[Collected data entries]
────────

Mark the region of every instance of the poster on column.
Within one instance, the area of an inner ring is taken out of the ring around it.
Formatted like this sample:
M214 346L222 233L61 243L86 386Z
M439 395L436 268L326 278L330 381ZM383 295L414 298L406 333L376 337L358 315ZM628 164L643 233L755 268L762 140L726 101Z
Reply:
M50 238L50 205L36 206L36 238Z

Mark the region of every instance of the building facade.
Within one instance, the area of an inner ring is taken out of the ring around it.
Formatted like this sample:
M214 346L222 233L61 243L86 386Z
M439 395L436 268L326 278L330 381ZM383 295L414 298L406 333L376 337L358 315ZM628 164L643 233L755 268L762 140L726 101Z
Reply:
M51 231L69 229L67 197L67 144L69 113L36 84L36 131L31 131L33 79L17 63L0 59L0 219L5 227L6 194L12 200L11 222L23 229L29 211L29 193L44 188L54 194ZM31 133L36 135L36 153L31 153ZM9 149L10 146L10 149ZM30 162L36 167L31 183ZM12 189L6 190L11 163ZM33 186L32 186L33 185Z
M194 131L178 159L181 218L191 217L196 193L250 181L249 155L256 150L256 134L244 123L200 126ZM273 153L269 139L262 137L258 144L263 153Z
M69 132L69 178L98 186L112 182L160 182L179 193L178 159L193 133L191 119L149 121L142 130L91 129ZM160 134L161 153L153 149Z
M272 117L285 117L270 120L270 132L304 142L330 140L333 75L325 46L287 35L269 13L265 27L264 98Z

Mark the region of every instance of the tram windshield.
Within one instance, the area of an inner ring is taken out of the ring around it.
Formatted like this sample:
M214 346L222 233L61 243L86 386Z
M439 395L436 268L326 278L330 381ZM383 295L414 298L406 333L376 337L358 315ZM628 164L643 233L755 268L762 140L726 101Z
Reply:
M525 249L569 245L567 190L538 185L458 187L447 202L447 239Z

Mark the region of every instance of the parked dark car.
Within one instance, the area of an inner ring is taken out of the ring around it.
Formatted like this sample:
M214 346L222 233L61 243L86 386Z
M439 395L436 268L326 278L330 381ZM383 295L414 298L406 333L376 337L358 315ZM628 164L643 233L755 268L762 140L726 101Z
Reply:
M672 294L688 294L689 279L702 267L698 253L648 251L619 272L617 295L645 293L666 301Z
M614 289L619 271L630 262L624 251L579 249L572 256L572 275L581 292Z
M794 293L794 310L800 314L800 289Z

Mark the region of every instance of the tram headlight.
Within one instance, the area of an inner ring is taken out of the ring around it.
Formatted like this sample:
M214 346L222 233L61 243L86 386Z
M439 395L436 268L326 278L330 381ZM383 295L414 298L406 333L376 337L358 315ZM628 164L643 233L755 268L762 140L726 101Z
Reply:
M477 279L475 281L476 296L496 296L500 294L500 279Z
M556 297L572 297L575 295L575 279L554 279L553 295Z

────────

**Directions for this task**
Output each record precisely as given.

**Answer space**
Mark the region of every instance of the poster on column.
Within one instance, the area of an inner ring is taken out of the ring around it.
Formatted like this sample:
M214 346L222 233L61 243L86 386Z
M439 395L436 268L326 278L330 381ZM383 295L414 298L406 333L376 337L358 315ZM628 164L643 233L755 268L762 140L726 101Z
Reply:
M50 238L50 205L36 206L36 238Z

Mark the region of every instance of the building facade.
Within one instance, the area of an inner ring is taken out of the ring around it.
Formatted like this sample:
M214 346L222 233L61 243L86 386Z
M439 395L436 268L326 278L330 381ZM383 295L414 298L406 333L376 337L358 315ZM628 164L643 233L755 268L762 140L726 101Z
Reply:
M51 231L69 229L67 197L67 144L69 113L36 84L36 131L31 131L33 79L17 63L0 59L0 219L5 227L6 194L12 200L11 222L23 229L29 211L29 193L44 188L54 194ZM31 133L36 135L36 153L31 153ZM9 149L10 146L10 149ZM30 162L36 167L31 183ZM12 189L6 190L11 163ZM33 186L32 186L33 185Z
M194 131L178 159L181 218L191 217L196 193L250 181L249 155L256 150L256 134L244 123L200 126ZM273 153L269 139L262 137L258 144L263 153Z
M69 132L69 178L98 186L112 182L160 182L179 193L178 159L193 133L191 119L149 121L142 130L91 129ZM160 134L161 153L153 149Z
M272 117L285 117L270 120L270 132L304 142L330 140L333 75L325 46L287 35L269 13L265 27L264 98Z

Mark the region of every instance of the tram windshield.
Within one instance, the area of an inner ring is taken out of the ring around it.
Formatted like this sample:
M214 346L222 233L61 243L86 386Z
M439 395L436 268L326 278L330 381ZM383 295L414 298L406 333L376 337L358 315ZM628 164L643 233L755 268L762 140L726 101Z
Reply:
M525 249L569 245L567 190L538 185L458 187L447 202L447 239Z

Mark the region of every instance of the parked dark car.
Within one instance, the area of an inner ring is taken out of the ring around it.
Formatted like this sample:
M214 346L222 233L61 243L86 386Z
M439 395L436 268L326 278L330 381ZM383 295L414 298L406 333L376 337L358 315ZM628 164L643 233L755 268L762 140L726 101Z
Reply:
M672 294L688 294L689 279L702 267L698 253L648 251L619 272L617 295L645 293L666 301Z
M614 289L619 271L630 262L624 251L579 249L572 256L572 275L581 292Z
M794 293L794 310L800 314L800 289Z

Mark the region of every instance of the tram headlight.
Within one instance, the area of an inner ring is taken out of the ring around it.
Formatted like this sample:
M214 346L222 233L61 243L86 386Z
M439 395L436 268L326 278L330 381ZM383 295L414 298L406 333L376 337L358 315ZM628 164L643 233L755 268L762 140L726 101Z
Reply:
M477 279L475 281L476 296L496 296L500 294L500 279Z
M556 297L572 297L575 295L575 279L554 279L553 295Z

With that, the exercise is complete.